*SHORT PROBLEM 1*:
In the question about LoRA inference, what value is max_seq_length set to in the SFTTrainer call?

*TEXT SHOWN*:

What is the best way for the inference process in LORA in PEFT approach

Here is the SFTtrainer method i used for finetuning mistral

trainer = SFTTrainer(
    model=peft_model,
    train_dataset=data,
    peft_config=peft_config,
    dataset_text_field=" column name",
    max_seq_length=3000,
    tokenizer=tokenizer,
    args=training_arguments,
    packing=packing,
)
trainer.train()

I found different mechanisms for the finetuned model inference after PEFT based LORA finetuning

Method - 1

save adapter after completing training and then merge with base model then use for inference

trainer.model.save_pretrained("new_adapter_path")
from peft import PeftModel
finetuned_model = PeftModel.from_pretrained(base_model,
                                  new_adapter_path,
                                  torch_dtype=torch.float16,
                                  is_trainable=False,
                                  device_map="auto"
                                  )
finetuned_model = finetuned_model.merge_and_unload()

Method - 2

save checkpoints during training and then use the checkpoint with the least loss

from peft import PeftModel
finetuned_model = PeftModel.from_pretrained(base_model,
                                  "least loss checkpoint path",
                                  torch_dtype=torch.float16,
                                  is_trainable=False,
                                  device_map="auto"

*LISTED RECORDS*:
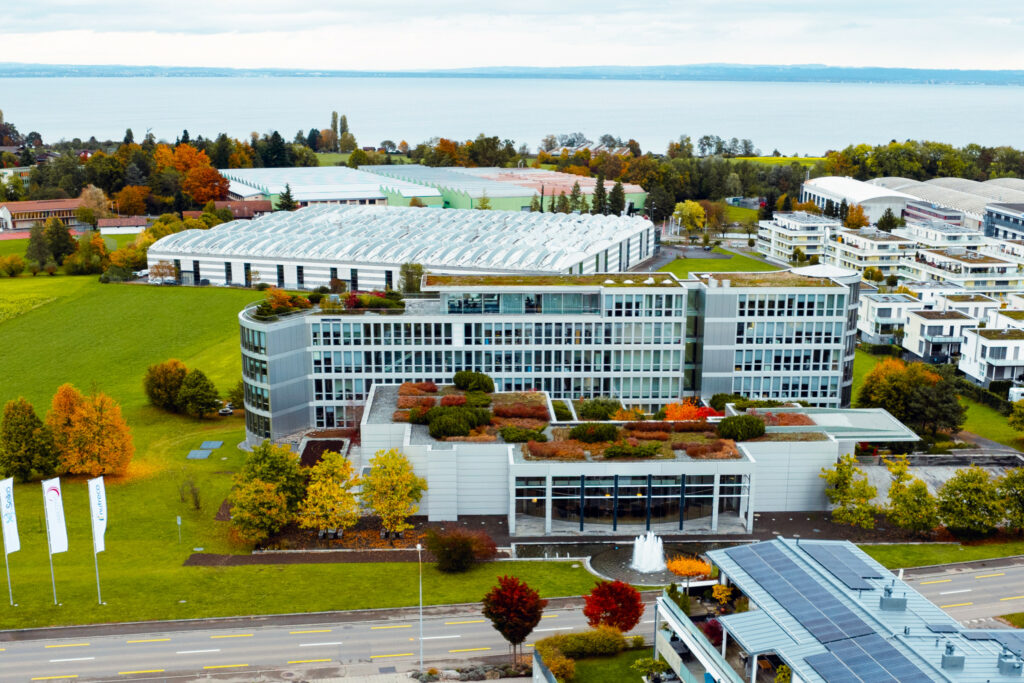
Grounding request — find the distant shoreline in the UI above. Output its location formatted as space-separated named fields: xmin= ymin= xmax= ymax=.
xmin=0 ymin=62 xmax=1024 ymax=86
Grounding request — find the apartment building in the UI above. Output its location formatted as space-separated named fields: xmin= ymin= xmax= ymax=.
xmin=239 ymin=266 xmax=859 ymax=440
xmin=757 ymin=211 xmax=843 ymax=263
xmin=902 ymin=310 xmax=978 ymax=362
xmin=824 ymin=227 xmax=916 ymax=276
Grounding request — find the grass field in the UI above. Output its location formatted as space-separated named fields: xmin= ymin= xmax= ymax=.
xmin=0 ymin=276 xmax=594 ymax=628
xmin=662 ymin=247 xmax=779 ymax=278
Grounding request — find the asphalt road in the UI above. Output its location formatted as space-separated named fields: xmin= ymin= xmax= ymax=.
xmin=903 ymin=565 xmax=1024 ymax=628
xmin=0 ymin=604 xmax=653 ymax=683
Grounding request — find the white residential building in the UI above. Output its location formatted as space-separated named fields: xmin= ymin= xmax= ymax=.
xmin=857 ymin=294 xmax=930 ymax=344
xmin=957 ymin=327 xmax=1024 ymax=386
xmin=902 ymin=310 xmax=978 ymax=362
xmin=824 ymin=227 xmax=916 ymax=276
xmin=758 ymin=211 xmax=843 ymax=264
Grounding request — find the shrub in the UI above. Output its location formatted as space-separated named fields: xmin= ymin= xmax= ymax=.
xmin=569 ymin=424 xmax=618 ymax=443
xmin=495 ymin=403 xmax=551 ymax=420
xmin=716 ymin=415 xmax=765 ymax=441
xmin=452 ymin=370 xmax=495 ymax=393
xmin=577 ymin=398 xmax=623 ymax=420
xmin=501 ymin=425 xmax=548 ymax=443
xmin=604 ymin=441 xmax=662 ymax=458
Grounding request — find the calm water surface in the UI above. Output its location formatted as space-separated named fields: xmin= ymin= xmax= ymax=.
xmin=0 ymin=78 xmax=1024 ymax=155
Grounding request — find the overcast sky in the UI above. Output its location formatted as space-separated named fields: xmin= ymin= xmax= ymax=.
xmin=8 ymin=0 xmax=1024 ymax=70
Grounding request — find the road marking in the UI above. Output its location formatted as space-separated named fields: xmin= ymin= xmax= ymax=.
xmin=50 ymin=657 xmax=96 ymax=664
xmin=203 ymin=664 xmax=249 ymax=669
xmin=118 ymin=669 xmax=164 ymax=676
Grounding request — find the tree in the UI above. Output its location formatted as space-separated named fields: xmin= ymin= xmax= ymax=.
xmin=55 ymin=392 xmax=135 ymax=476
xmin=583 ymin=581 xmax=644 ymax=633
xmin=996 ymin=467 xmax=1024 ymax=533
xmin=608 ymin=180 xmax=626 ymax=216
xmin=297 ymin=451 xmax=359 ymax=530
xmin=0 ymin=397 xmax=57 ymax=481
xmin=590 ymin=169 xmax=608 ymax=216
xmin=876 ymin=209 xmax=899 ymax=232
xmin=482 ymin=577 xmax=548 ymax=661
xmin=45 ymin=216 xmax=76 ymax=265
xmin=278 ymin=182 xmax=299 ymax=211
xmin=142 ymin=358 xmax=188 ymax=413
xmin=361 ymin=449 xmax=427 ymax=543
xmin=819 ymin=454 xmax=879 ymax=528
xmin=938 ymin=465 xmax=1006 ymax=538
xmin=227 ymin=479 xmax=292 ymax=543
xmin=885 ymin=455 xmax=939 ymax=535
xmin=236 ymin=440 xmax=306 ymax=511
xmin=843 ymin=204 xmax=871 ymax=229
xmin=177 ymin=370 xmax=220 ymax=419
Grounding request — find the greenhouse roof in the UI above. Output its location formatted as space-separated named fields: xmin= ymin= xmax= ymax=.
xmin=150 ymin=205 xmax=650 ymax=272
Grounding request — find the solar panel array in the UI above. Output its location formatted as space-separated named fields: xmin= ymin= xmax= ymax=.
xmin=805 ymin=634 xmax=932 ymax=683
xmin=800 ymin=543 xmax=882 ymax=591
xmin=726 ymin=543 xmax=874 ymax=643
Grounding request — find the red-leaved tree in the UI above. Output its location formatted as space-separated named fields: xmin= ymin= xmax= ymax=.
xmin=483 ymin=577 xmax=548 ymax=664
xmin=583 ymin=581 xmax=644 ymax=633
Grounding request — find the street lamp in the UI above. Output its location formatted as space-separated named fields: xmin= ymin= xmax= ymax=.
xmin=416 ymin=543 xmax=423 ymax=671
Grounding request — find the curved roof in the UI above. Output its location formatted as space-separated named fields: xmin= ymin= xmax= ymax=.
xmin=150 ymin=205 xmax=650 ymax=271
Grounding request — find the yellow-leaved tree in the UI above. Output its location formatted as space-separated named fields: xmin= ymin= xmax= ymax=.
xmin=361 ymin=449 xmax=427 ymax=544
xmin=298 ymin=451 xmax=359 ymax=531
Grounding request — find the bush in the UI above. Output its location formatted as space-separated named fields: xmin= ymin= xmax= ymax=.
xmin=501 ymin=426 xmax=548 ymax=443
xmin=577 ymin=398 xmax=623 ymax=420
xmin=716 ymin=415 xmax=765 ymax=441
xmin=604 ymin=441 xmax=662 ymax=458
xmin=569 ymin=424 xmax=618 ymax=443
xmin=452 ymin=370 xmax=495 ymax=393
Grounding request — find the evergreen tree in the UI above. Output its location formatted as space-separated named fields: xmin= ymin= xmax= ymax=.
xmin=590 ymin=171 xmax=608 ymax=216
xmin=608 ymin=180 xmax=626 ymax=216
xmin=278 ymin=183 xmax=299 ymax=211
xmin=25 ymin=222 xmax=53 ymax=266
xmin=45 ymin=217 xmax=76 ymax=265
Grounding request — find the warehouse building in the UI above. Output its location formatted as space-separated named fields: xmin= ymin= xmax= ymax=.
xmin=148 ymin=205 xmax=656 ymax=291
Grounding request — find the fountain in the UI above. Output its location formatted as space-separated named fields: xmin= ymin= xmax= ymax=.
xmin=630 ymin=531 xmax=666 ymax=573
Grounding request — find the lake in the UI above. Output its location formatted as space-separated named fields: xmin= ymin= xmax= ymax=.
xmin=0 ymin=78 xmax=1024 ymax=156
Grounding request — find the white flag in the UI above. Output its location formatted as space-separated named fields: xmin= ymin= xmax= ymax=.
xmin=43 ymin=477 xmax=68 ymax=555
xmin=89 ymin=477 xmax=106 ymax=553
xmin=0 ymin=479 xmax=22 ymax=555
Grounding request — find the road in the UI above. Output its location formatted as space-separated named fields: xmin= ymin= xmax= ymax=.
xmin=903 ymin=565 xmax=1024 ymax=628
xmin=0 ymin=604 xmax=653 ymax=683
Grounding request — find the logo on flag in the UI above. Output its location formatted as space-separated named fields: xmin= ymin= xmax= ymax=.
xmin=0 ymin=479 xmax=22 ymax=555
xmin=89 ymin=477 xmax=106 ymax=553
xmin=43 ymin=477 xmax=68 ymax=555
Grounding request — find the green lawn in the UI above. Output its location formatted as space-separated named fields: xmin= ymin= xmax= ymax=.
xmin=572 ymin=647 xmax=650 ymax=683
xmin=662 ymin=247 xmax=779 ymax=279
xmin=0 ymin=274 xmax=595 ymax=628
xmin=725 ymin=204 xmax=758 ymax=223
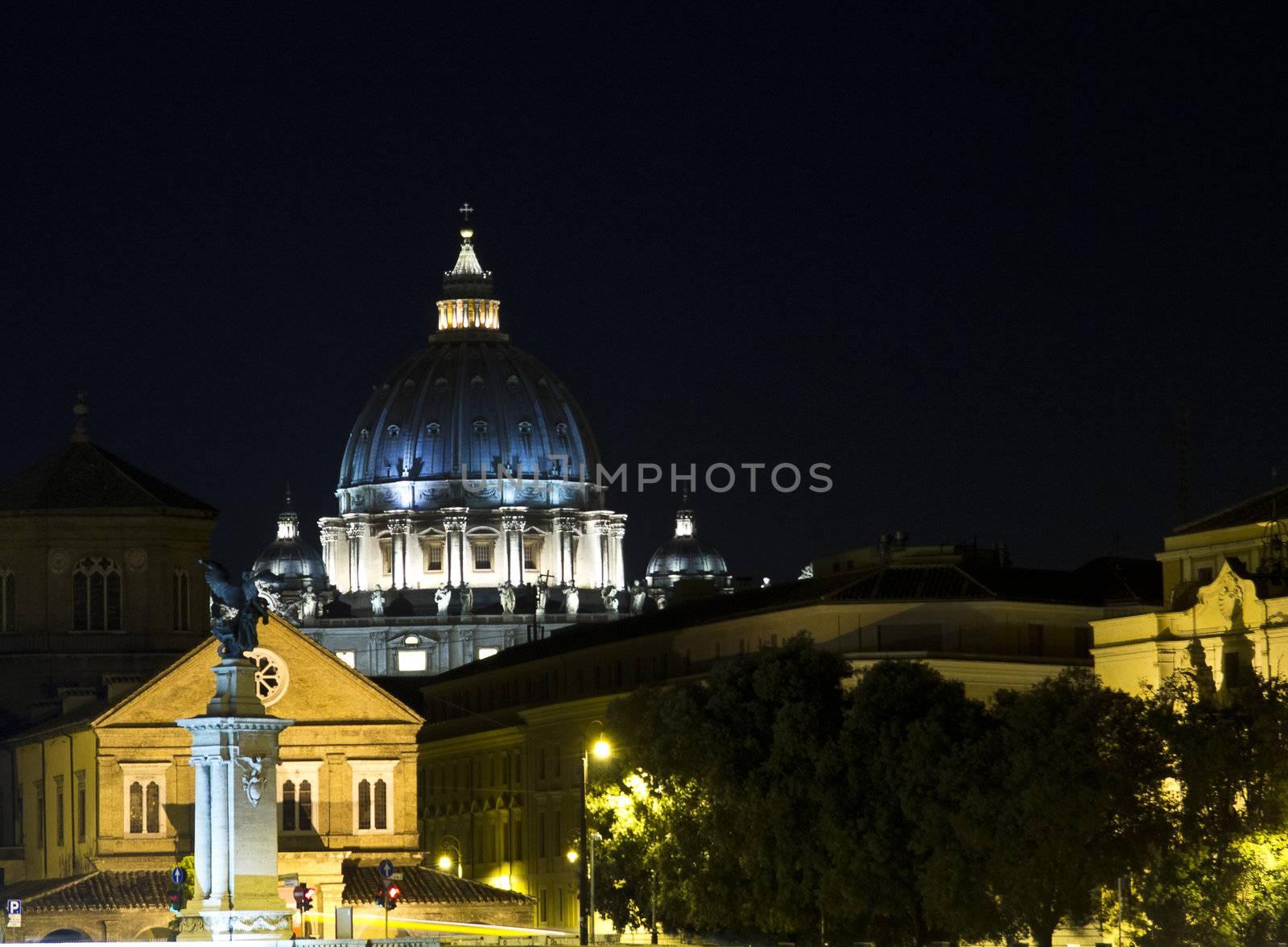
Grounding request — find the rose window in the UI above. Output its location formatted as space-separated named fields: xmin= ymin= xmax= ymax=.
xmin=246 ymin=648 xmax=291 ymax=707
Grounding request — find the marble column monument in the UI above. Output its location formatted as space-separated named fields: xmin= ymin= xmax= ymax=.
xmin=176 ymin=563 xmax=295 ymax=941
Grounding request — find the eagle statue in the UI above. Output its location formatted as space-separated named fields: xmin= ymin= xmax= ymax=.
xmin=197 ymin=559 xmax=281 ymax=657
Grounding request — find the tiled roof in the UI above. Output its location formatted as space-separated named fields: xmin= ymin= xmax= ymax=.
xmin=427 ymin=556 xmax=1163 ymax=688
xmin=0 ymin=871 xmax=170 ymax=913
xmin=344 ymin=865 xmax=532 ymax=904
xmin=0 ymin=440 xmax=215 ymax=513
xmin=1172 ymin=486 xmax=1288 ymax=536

*SHORT PROBLEM 2*:
Please retype the part of the entries above that opens with the line containing "Grounding request — find the asphalt" and closes with the line containing "xmin=758 ymin=211 xmax=843 ymax=264", including both of those lines.

*EXERCISE RESULT 1*:
3000

*EXERCISE RESULT 2*:
Grounding request — find the asphalt road in the UI above. Output its location formatted as space-separated named fields: xmin= ymin= xmax= ymax=.
xmin=903 ymin=565 xmax=1024 ymax=628
xmin=0 ymin=604 xmax=653 ymax=683
Grounding request — find the white residential building in the UI above. Output its location formatted as space-separated named fields: xmin= ymin= xmax= ymax=.
xmin=857 ymin=294 xmax=930 ymax=344
xmin=957 ymin=327 xmax=1024 ymax=386
xmin=902 ymin=310 xmax=978 ymax=362
xmin=824 ymin=227 xmax=916 ymax=276
xmin=758 ymin=211 xmax=843 ymax=264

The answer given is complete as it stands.